Поэтому-то европейские турки, пользующиеся славянским языком{110}, называют Константинополь Царь-градом, то есть как бы «королевским городом». Некоторые именуют государя московского Белым царем, говоря также о «белых русских» и делая, таким образом, различие между разными русскими.

Я старательно разузнавал о причине, почему он именуется Белым царем, ведь ни один из государей Московии ранее не пользовался таким титулом. Кроме того, я при всяком удобном случае часто и откровенно заявлял самим его советникам, что мы признаем в нем не царя, а великого князя. Большинство оправдывало однако царское имя тем, что он имеет под своей властью царей, но название «белый» они никак не могли объяснить. Простой народ в Московии, когда желает выразиться изысканно, называет великого князя «белым царем», но причины тому не знает. Я полагаю, что как государь персов называется ныне по причине красного головного убора Кизил-паша, то есть «красная шапка», так и те именуются белыми по причине белого головного убора. Впрочем, титул царя он употребляет в сношениях с римским императором, папой, королем шведским и датским, магистром Пруссии и Ливонии и, как я слышал, с государем турок. Хотя все свои послания он пишет только по-русски, именуя в них себя «czar», но обычно наряду с ними высылаются латинские копии, в которых вместо «царь» стоит «император).

Сам же он не именуется царем никем из них, за исключением, разве что, ливонца{111}. Свои титулы они издавна писали в трех кругах, заключенных в треугольник. Первый из них, верхний, содержал следующие слова: «Наш Бог — Троица, пребывавшая прежде всех век, — Отец, Сын и Дух Святый, но не три бога, а один Бог по существу». Во втором был титул императора турок с прибавлением: «Нашему любезному брату». В третьем — титул великого князя московского, где он объявлял себя царем, наследником и господином всей восточной и южной Руссии, при этом мы видели следующую прибавку к общей формуле: «Мы послали к тебе нашего верного советника». В сношениях же с королем польским он пользуется таким титулом: «Великий господин Василий, Божией милостью господин всея Руссии и великий князь владимирский, московский, новгородский, смоленский, тверской, югорский, пермский, булгарский и проч.», не пользуясь титулом царя, ибо ни один из них не удостаивает принять грамоту другого с прибавлением нового титула. Такое случилось и в нашу бытность в Московии, когда мы заключали между ними перемирие, когда московит насилу принял присланную ему королем Сигизмундом грамоту с прибавлением титула герцога мазовецкого.

┄┄┄┄┄┄

### ЧТО СДЕЛАТЬ
Ответьте на вопросы по фрагменту о титуле «Белый царь»:
1. Как европейские турки, пользующиеся славянским языком, называют Константинополь?
2. Из-за чего, по предположению рассказчика, московского государя именуют белым?
3. С прибавлением какого титула была грамота короля Сигизмунда, которую московит насилу принял?

### ИСХОДНЫЙ МАТЕРИАЛ
┄┄┄┄┄┄

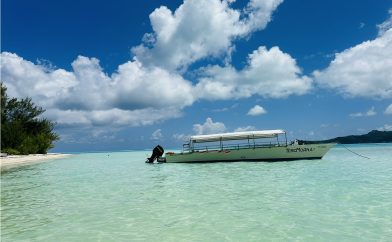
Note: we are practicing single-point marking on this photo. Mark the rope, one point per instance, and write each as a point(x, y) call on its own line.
point(355, 152)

┄┄┄┄┄┄

### РЕШЕНИЕ ЗАДАНИЯ
1. Царь-градом, то есть как бы «королевским городом».
2. Из-за белого головного убора.
3. С прибавлением титула герцога мазовецкого.